◆ Task description: The answer must consist only of the lines from the line with "column 397, row 181" to the line with "column 210, row 163", both included, exactly as they stand below.

######

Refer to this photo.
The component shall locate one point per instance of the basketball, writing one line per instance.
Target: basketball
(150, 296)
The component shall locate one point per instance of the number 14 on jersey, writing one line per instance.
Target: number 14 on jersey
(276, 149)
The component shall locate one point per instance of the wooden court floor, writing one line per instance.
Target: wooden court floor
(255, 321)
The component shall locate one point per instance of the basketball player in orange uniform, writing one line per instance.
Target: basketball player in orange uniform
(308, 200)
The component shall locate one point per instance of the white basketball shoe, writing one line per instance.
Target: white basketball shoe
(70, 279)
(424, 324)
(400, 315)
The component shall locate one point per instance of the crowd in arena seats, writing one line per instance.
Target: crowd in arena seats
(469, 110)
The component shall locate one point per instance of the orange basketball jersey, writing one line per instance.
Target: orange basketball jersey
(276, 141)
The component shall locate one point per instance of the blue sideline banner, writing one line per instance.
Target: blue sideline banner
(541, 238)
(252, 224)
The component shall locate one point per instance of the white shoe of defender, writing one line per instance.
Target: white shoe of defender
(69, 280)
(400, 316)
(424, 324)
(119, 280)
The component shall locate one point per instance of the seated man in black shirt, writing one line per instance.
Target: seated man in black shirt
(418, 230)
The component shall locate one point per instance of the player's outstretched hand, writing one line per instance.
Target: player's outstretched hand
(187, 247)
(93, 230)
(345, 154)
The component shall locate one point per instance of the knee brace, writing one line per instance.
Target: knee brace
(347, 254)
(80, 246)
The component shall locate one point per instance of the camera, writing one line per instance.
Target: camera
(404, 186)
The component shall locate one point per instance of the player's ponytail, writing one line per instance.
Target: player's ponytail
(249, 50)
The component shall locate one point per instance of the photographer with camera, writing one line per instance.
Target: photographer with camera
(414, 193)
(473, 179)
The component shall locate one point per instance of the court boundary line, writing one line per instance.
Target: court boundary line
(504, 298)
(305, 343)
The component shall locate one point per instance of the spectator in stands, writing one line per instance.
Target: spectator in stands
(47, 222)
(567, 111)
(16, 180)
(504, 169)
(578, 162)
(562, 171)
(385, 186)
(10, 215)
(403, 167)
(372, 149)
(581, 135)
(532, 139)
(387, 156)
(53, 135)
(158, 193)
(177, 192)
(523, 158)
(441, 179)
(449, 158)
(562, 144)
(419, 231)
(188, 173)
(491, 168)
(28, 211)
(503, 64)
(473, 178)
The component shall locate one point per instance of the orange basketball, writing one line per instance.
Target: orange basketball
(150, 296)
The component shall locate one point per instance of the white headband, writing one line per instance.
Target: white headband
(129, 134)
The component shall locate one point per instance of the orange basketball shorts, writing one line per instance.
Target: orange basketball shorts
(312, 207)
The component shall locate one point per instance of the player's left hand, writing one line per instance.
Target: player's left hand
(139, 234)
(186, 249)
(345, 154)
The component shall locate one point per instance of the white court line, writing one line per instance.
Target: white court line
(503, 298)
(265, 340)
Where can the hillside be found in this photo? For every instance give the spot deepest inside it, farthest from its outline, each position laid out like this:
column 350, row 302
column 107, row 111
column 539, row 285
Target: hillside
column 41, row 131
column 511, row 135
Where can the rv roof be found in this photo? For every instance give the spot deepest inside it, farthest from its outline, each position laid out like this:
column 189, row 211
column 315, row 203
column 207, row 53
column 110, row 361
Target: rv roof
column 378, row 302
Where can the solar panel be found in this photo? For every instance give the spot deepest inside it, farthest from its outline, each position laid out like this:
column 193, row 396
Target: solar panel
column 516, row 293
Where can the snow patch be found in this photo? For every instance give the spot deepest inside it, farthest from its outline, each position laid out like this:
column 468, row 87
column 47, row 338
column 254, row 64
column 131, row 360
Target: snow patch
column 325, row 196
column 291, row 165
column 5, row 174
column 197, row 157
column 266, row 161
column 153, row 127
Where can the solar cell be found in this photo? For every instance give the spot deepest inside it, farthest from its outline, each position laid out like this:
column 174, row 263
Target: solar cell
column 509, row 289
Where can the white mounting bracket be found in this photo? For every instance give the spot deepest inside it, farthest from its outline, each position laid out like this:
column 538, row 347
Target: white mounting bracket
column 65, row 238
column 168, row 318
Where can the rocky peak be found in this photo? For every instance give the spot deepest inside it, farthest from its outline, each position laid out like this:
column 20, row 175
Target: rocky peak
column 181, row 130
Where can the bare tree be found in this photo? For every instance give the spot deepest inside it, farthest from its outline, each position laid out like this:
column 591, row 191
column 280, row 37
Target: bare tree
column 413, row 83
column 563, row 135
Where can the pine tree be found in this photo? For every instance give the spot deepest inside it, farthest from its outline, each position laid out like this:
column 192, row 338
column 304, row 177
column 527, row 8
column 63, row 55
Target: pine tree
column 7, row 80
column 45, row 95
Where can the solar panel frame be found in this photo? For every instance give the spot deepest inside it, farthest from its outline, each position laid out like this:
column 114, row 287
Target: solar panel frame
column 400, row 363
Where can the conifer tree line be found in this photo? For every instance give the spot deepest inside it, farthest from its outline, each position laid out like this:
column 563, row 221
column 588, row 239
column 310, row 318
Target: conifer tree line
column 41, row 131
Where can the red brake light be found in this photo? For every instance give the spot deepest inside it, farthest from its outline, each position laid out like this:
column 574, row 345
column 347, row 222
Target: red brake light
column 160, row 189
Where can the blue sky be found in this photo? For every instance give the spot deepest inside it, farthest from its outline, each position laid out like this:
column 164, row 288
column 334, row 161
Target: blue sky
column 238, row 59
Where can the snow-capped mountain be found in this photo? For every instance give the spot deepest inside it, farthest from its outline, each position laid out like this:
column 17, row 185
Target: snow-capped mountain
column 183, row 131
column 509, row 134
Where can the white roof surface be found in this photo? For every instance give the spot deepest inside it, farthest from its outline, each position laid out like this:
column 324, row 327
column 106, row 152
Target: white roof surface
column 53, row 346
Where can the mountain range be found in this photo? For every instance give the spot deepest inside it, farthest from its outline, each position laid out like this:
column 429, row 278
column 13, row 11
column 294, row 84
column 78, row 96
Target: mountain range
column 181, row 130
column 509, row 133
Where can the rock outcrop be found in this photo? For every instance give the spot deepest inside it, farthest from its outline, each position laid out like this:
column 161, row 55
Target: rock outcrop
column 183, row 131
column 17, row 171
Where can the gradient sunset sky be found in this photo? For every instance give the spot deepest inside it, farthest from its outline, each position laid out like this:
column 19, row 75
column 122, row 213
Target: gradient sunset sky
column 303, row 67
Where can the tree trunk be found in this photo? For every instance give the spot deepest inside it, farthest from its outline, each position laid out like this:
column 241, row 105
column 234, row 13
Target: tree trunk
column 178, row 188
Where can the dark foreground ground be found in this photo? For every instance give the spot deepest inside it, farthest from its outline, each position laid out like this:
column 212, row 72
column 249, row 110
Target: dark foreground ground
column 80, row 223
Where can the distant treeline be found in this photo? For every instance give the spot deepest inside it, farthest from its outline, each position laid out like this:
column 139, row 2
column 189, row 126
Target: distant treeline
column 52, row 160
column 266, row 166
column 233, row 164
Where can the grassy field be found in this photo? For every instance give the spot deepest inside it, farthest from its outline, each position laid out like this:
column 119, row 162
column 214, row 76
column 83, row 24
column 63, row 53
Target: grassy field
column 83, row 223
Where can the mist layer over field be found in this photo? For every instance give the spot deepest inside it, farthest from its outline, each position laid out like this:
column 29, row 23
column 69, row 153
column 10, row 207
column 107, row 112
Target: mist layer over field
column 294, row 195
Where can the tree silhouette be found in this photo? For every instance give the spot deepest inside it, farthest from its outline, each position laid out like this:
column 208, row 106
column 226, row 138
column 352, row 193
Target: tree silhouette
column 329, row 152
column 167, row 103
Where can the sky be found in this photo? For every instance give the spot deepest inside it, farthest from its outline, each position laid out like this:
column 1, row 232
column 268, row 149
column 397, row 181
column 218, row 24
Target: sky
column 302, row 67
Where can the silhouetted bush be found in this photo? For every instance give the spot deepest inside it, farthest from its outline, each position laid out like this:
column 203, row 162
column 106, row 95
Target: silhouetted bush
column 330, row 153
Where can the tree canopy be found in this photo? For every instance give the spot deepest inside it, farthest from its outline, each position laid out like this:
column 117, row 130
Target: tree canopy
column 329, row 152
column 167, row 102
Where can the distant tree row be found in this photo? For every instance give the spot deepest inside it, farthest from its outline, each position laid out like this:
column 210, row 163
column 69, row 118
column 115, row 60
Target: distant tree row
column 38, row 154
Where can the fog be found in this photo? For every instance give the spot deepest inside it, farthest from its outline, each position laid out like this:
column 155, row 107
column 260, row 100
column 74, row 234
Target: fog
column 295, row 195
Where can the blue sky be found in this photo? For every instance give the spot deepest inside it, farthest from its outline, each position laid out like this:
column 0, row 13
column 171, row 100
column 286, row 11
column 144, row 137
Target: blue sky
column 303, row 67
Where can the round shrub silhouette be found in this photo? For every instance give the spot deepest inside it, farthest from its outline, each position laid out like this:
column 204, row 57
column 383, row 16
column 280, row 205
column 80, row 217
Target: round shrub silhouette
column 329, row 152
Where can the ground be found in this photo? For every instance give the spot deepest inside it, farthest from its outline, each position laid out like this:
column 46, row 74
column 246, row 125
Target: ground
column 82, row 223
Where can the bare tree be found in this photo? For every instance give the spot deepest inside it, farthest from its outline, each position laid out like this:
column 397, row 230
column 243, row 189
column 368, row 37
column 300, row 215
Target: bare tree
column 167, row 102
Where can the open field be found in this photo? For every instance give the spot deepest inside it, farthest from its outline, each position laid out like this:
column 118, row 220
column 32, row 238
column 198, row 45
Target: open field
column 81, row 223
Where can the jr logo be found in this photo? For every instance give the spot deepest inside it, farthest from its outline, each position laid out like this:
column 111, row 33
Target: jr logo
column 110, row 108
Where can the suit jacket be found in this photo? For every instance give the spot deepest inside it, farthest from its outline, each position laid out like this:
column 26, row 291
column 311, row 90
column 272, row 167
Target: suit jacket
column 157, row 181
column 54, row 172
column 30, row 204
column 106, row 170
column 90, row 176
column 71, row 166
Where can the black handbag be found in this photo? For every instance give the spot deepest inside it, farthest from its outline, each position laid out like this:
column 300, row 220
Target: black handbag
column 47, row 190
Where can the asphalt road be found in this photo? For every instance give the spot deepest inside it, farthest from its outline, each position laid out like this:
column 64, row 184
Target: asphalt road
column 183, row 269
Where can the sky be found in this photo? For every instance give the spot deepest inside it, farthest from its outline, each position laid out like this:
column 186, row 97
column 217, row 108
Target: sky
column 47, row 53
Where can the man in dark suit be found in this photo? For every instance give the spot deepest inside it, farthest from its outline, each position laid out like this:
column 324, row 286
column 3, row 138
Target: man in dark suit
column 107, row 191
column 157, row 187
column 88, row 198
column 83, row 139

######

◆ Result below:
column 397, row 181
column 218, row 24
Target: sky
column 302, row 67
Where can the silhouetted bush be found in this photo? For every instance give the spot deepest inside it, farthest from its outline, each position laid out like this:
column 203, row 162
column 106, row 95
Target: silhouetted bush
column 330, row 153
Where can the tree canopy be found in this photo? For every instance give the spot deepest inside it, farthest from its outline, each position laid out like this:
column 117, row 130
Target: tree canopy
column 329, row 152
column 167, row 102
Where can the distant tree row be found in this photo? For every instance give the spot deepest inside it, farthest from its outline, each position laid out like this:
column 210, row 163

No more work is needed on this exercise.